*DATA SECTION*.
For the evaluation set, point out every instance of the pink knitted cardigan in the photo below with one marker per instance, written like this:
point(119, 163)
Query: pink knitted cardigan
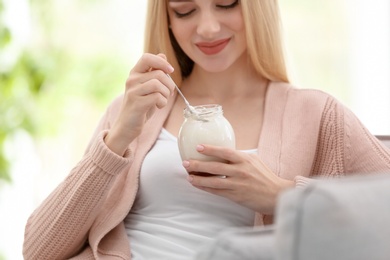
point(306, 134)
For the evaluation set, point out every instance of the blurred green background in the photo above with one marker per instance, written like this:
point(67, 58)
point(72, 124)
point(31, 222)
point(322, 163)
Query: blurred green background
point(63, 61)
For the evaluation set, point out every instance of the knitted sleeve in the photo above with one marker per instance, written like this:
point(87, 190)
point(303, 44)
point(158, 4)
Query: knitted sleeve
point(58, 228)
point(345, 146)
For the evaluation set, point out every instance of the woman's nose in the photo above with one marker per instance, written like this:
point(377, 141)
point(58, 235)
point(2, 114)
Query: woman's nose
point(208, 25)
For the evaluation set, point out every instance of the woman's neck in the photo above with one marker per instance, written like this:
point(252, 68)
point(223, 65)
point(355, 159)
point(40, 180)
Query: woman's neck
point(234, 83)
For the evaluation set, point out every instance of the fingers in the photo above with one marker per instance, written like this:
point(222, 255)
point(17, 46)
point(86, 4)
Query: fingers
point(150, 61)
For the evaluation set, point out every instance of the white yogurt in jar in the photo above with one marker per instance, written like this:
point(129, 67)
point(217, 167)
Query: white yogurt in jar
point(206, 126)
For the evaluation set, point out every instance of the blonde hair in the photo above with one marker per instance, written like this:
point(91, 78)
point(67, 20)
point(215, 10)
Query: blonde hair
point(262, 25)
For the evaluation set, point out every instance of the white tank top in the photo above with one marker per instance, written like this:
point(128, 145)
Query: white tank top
point(170, 218)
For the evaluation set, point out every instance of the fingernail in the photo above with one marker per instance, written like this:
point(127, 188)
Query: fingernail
point(199, 148)
point(186, 164)
point(170, 69)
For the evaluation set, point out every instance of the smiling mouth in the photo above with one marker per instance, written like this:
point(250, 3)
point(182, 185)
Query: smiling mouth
point(211, 48)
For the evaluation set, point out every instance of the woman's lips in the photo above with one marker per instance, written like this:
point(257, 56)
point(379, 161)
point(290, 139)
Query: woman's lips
point(211, 48)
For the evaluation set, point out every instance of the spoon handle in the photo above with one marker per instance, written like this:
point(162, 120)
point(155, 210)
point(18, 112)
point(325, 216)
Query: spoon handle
point(181, 94)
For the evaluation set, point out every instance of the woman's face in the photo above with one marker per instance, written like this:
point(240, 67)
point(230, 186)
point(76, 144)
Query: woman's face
point(210, 32)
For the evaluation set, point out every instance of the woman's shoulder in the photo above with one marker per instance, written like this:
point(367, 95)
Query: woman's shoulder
point(305, 97)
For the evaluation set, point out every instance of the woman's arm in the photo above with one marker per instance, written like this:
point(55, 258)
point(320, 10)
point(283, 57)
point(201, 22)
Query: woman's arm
point(58, 228)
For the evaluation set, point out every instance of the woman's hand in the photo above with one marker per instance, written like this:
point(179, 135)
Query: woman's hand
point(248, 181)
point(147, 89)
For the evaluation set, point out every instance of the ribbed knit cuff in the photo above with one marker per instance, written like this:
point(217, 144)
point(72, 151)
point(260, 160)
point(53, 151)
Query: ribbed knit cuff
point(301, 181)
point(106, 159)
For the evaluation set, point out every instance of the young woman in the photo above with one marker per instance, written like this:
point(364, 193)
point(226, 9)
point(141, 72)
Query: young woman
point(132, 197)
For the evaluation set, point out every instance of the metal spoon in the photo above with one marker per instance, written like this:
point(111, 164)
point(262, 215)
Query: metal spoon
point(189, 107)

*YOUR TASK*.
Write out again every line above exactly as given; the pictures do not belong in the copy.

*EXERCISE SOLUTION*.
For the evaluation set, point out every instance of the pink knitted cardigan in the photo below with one marker per instance, written like this:
point(119, 163)
Query: pink knitted cardigan
point(306, 134)
For the evaluation set, point out every instance of the blurred green background in the photo above with one marker per instance, written like this:
point(67, 58)
point(72, 124)
point(31, 222)
point(322, 163)
Query: blurred green background
point(63, 61)
For the evaluation set, point out every instance of the knitted sleeve in the photo above with one marker per instance, written like this:
point(87, 190)
point(303, 44)
point(158, 4)
Query: knitted sleeve
point(58, 228)
point(345, 146)
For the evaluation set, point out every instance of the woman's nose in the photo above with one marker per instance, written like this:
point(377, 141)
point(58, 235)
point(2, 114)
Query: woman's nose
point(208, 25)
For the evaluation set, point out every instance of the woman's neck in the photo above with one marker per instance, written like this:
point(252, 68)
point(223, 65)
point(355, 159)
point(40, 180)
Query: woman's neck
point(234, 83)
For the evaluation set, point out every instance of the fingers in the photo above with one marker per instance, written like this:
point(222, 255)
point(17, 46)
point(86, 4)
Query: fingers
point(150, 61)
For the evaluation set, point out every instance of the white yogurt in jar in the photo above with one marker per instance, written like this:
point(129, 67)
point(217, 167)
Query: white yogurt in jar
point(206, 126)
For the evaluation set, point out every instance of the blonde hair in the photo above with one marker per instance, written like this:
point(91, 78)
point(67, 20)
point(215, 10)
Query: blonde hair
point(262, 25)
For the evaluation set, point out every instance of the white tank top in the photo above with one marker per instance, written like this:
point(128, 145)
Query: white tank top
point(170, 218)
For the evaluation set, point out every instance of the fingernail in the photo above with one marker per instance, written like this:
point(127, 188)
Query: fingernail
point(199, 148)
point(186, 164)
point(170, 69)
For the evaluation set, point out every instance of the smiling mouth in the photo above with one marker per instance, written like this:
point(250, 3)
point(182, 185)
Query: smiling mouth
point(211, 48)
For the evaluation set, point out every instance of the woman's lips in the photo above with one marker per instance, written like this:
point(257, 56)
point(379, 161)
point(290, 139)
Query: woman's lips
point(211, 48)
For the evaluation set, point out every instance of the spoon handle in the photo above with one marker per instance, written like this:
point(162, 120)
point(155, 210)
point(18, 112)
point(325, 216)
Query: spoon handle
point(181, 94)
For the evaluation set, point out every instance of the woman's face in the photo above with one marker per instance, written like this:
point(240, 67)
point(230, 186)
point(76, 144)
Query: woman's face
point(210, 32)
For the evaluation set, point out every instance of the woman's shoulder in the photo above with one marker per instance, written like this:
point(367, 95)
Query: woman's shoulder
point(305, 97)
For the evaluation set, point out every instance of the woman's arm in the photo above with one marker per instance, written like this:
point(55, 258)
point(320, 10)
point(283, 57)
point(201, 22)
Query: woman's arm
point(58, 228)
For the evaluation set, point out every instance of the woman's hand in the photo above with one marker per instance, written like this:
point(179, 135)
Query: woman's hand
point(248, 181)
point(147, 89)
For the evaluation set, point out every instance of the ribbed knit cuff in the photo above with one marker per instance, written like this:
point(217, 144)
point(72, 151)
point(260, 160)
point(53, 151)
Query: ribbed knit cuff
point(301, 181)
point(106, 159)
For the evaluation set, point out every instance of the young woman in the photo above with one marker per instance, written like this:
point(364, 193)
point(226, 9)
point(141, 72)
Query: young woman
point(132, 197)
For the evaluation set, point out every instance of the metal spoon in the photo above with one marker per instance, written like this:
point(111, 164)
point(262, 215)
Query: metal spoon
point(189, 107)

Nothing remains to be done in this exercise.